- ИСХОДНЫЙ ТЕКСТ
– А почему?
– А потому, что, если бы не Пиночет, в Чили все бы стало как у нас, – триумфально сказал этот человек, почти профессией которого было состоять при знаменитых красавицах, за что Бродский метко окрестил его кличкой «Body-gad».
Я не понял, почему если Брежнев такой, какой он есть, то Пиночет от этого становится лучше. Но «боди-гад» продолжал разглагольствовать:
– Мы только что вернулись из Америки… Народец, конечно, дерьмецо… Но все-таки от самого паршивого американца пахнет лучше, чем от самого хорошего русского…
Я навсегда ушел из этого дома. Но когда однажды я начал читать совершенно лирический кусок из этой поэмы о пробежке двух молодых людей по кладбищу, одна из лучших женщин-поэтов России, поморщившись, оборвала меня на середине:
– Я ничего не хочу больше слушать про это твое Чили… – Она даже не поняла, что эта поэма – не политическая, что она – о самоубийстве.

- ЗАДАНИЕ 1
Выпишите все фамилии людей, которые встречаются в отрывке о поэме про Чили.
- ЗАДАНИЕ 2
Напишите продолжение отрывка о поэме про Чили, начиная сразу после его последней фразы.

- ПРЕДОСТАВЛЕННЫЕ СТРОКИ
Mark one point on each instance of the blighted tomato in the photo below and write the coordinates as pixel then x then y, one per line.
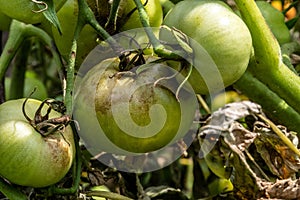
pixel 27 157
pixel 132 111
pixel 222 43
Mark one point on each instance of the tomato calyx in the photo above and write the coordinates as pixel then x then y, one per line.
pixel 42 123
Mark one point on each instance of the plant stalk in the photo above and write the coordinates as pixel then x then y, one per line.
pixel 269 68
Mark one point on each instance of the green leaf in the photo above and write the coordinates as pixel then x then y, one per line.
pixel 47 7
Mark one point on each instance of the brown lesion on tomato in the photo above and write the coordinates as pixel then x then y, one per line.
pixel 45 125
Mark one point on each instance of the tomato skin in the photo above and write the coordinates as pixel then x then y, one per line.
pixel 100 93
pixel 27 158
pixel 222 34
pixel 22 10
pixel 275 21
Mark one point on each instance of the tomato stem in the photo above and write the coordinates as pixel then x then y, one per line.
pixel 18 72
pixel 269 68
pixel 112 18
pixel 274 107
pixel 159 49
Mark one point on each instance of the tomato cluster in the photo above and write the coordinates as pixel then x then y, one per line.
pixel 196 48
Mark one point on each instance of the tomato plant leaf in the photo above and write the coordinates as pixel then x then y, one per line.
pixel 48 9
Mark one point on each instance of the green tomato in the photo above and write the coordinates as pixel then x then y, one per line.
pixel 23 10
pixel 121 113
pixel 29 85
pixel 4 22
pixel 153 9
pixel 27 157
pixel 225 42
pixel 276 21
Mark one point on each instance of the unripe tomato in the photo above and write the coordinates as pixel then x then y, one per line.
pixel 121 112
pixel 27 157
pixel 153 9
pixel 23 10
pixel 221 34
pixel 275 20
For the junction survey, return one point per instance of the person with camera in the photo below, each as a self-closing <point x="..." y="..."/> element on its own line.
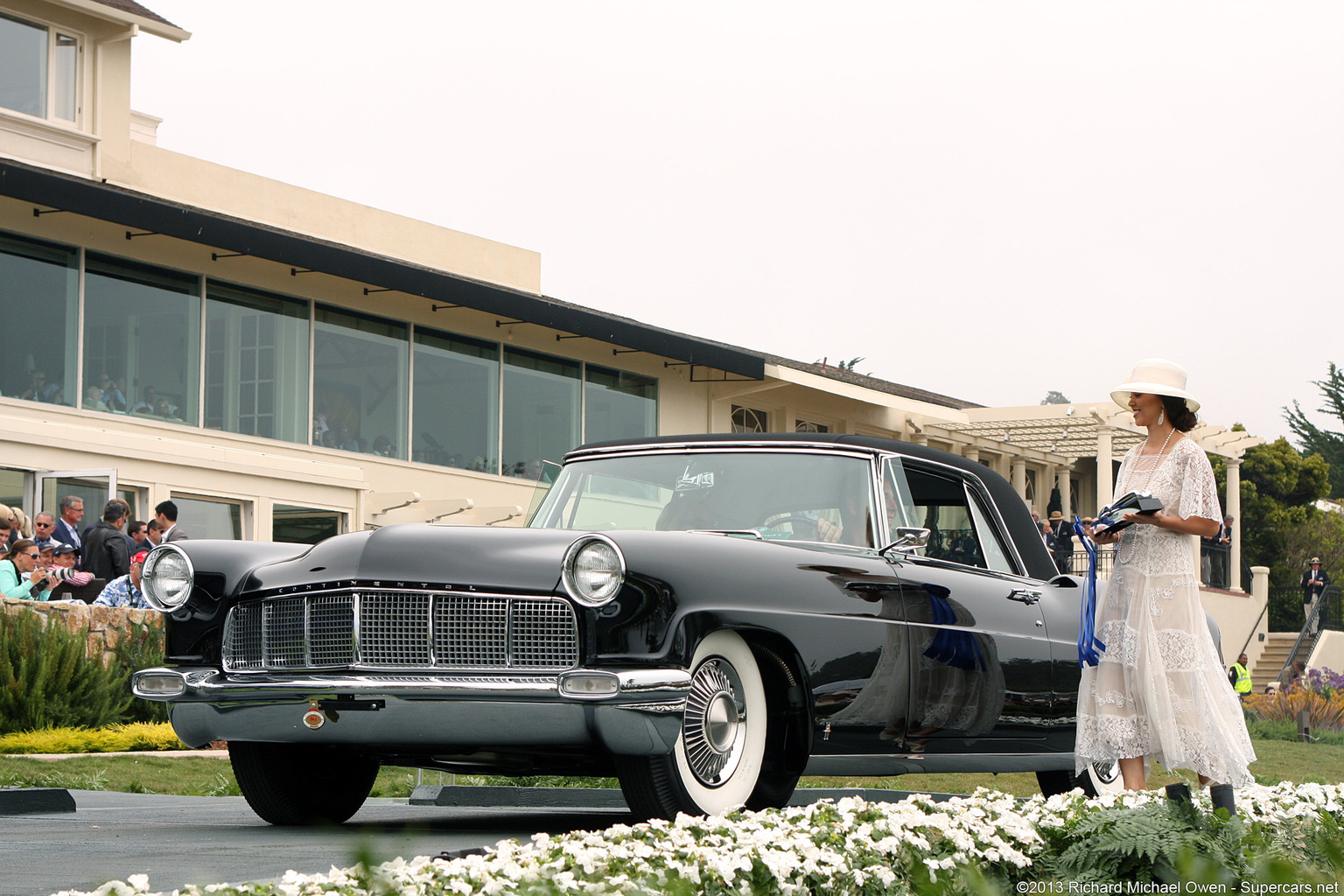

- ИТОГОВЫЙ ОТВЕТ 1
Пиночет, Бродский, Брежнев.

- ИТОГОВЫЙ ОТВЕТ 2
Лживый интернационализм нашей пропаганды отравил многих людей настолько, что им стало наплевать на весь земной шар и они забыли, что везде есть страдания – действительные, а не выдуманные нашими газетами.
Когда «Новый мир» напечатал мою поэму, я был уверен, что ее не поймут – во всяком случае, в нашей стране. К счастью, я ошибся.
Действительно, об этой поэме не было ни одной статьи, но зато я время от времени начал получать письма от юных людей – то из Петропавловска-на-Камчатке, то из Чимкента, то с пограничной заставы, то из воронежского села – письма, благодарящие меня за то, что эта поэма спасла их от самоубийства. Люди услышали меня, поняли.
Поэма была переведена на иностранные языки, и ко мне стали поступать точно такие же письма от юных людей из других стран. Много раз и в нашей стране, и за рубежом на моих выступлениях ко мне подходили люди, спасенные этой поэмой.
Летом 1997 года в Бишкеке одна библиотекарша призналась мне, что в момент ее личной драмы, когда она неотступно думала о самоубийстве, эту поэму ей дала подруга, которой в свое время тоже помог мой голубь, долетевший до Киргизии из Сантьяго-де-Чили.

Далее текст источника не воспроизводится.